• SELECTED EXTRACT:
This study guide is designed for use over twelve weeks, either in a small group or in personal study. Each week, you should read the assigned chapter before your group meets or before you sit down to journal. Come prepared to engage honestly — Scazzero's book is less about acquiring techniques and more about submitting to a process of transformation, which means some of the most important work will happen in the quiet spaces between the questions. It is recommended that you keep a journal throughout the study, recording both your intellectual responses to the material and the more personal, uncomfortable places where the content touches your actual life and leadership.
By the end of this study, you should expect to emerge with a clearer picture of the "shadow" you carry into your leadership, a more honest assessment of how your closest relationships (marriage or singleness) are shaping your ministry, a renewed commitment to Sabbath and contemplative prayer, and a set of concrete, practical habits for leading your team and community with greater emotional health. More than a set of new skills, this guide aims to help you become the kind of leader who leads from the inside out — a leader whose depth with Christ is the most important thing about them.

• DATASET:

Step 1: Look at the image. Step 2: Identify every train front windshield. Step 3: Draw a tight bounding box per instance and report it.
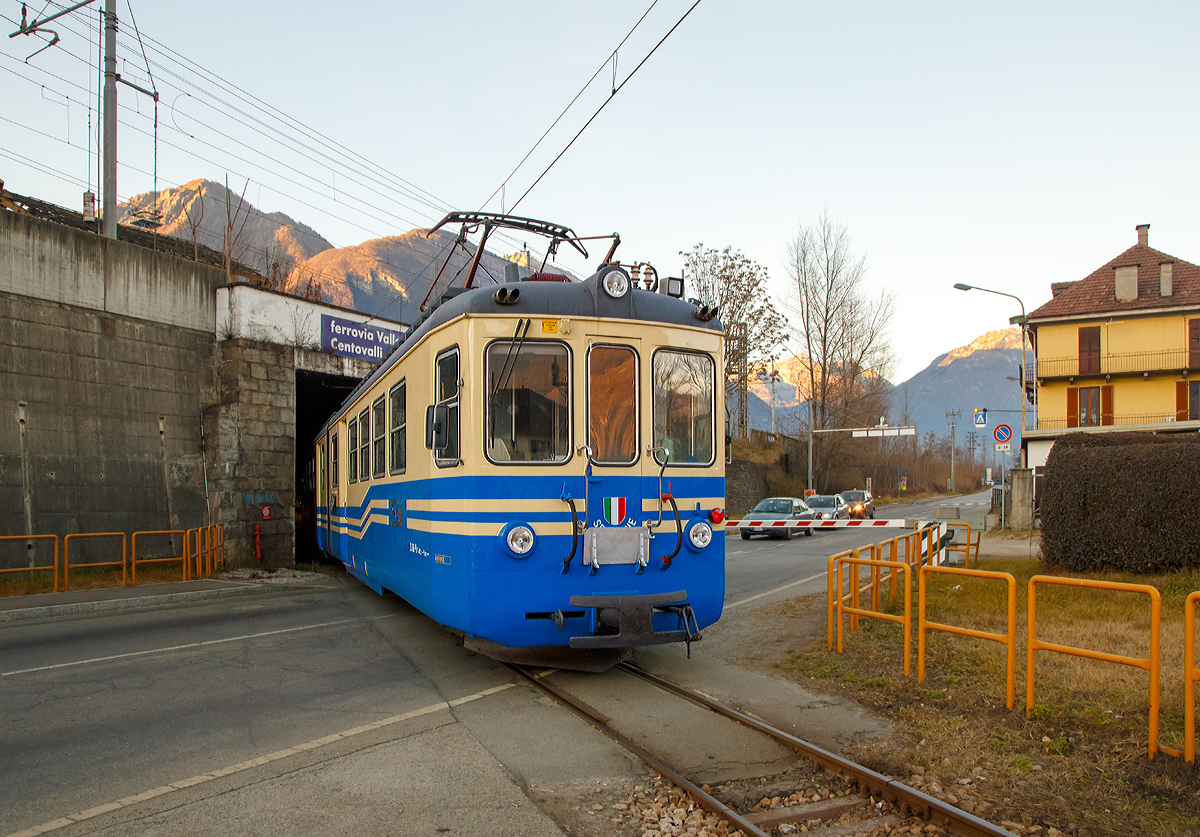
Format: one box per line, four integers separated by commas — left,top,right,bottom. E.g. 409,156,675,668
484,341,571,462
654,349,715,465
--
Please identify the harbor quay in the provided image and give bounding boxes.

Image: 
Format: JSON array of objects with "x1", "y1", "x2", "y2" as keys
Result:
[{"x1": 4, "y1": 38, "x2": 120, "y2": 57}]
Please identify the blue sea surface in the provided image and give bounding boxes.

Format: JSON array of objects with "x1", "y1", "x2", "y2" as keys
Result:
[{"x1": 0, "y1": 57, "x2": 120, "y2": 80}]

• PROBLEMS:
(a) Copy word for word the part of the study guide introduction that begins with the words containing "By the end of" and ends with "thing about them.".
(b) Continue the study guide introduction from the point where it stops.

• EXPECTED OUTPUTS:
(a)
By the end of this study, you should expect to emerge with a clearer picture of the "shadow" you carry into your leadership, a more honest assessment of how your closest relationships (marriage or singleness) are shaping your ministry, a renewed commitment to Sabbath and contemplative prayer, and a set of concrete, practical habits for leading your team and community with greater emotional health. More than a set of new skills, this guide aims to help you become the kind of leader who leads from the inside out — a leader whose depth with Christ is the most important thing about them.

(b)
12-Week Schedule
- Week 1Introduction — The Emotionally Unhealthy Leader8 questions
- Week 2Chapter 1 — Face Your Shadow8 questions
- Week 3Chapter 2 — Lead Out of Your Marriage or Singleness8 questions
- Week 4Chapter 3 — Slow Down for Loving Union8 questions
- Week 5Chapter 4 — Practice Sabbath Delight8 questions
- Week 6Chapter 5 — Planning and Decision Making8 questions
- Week 7Chapter 6 — Culture and Team Building8 questions
- Week 8Chapter 7 — Power and Wise Boundaries in Relationships8 questions
- Week 9Chapter 8 — Endings and New Beginnings8 questions
- Week 10Chapter 9 — Community and the Next Generation8 questions
- Week 11Conclusion — The Emotionally Healthy Leader You Are Becoming8 questions
- Week 12Review & Reflection — Looking Back, Moving Forward8 questions
Week 1: Introduction — The Emotionally Unhealthy Leader
Free sampleRead the Introduction of The Emotionally Healthy Leader. Key passage: John 15:1-8 (abiding in the vine).
1.Scazzero opens by describing leaders who are outwardly fruitful but inwardly depleted — busy, driven, and privately struggling. How much of that description resonates with your own experience of leadership, past or present?
2.The author makes a sharp distinction between secular leadership and Christian leadership. In his view, what is the defining difference, and why does he believe Christian leaders too often default to a secular model even with Christian vocabulary layered on top?
3.Scazzero introduces the concept that "who we are" (our being) must precede and shape "what we do" (our doing). Where have you seen the opposite assumption at work — either in yourself or in leadership culture around you?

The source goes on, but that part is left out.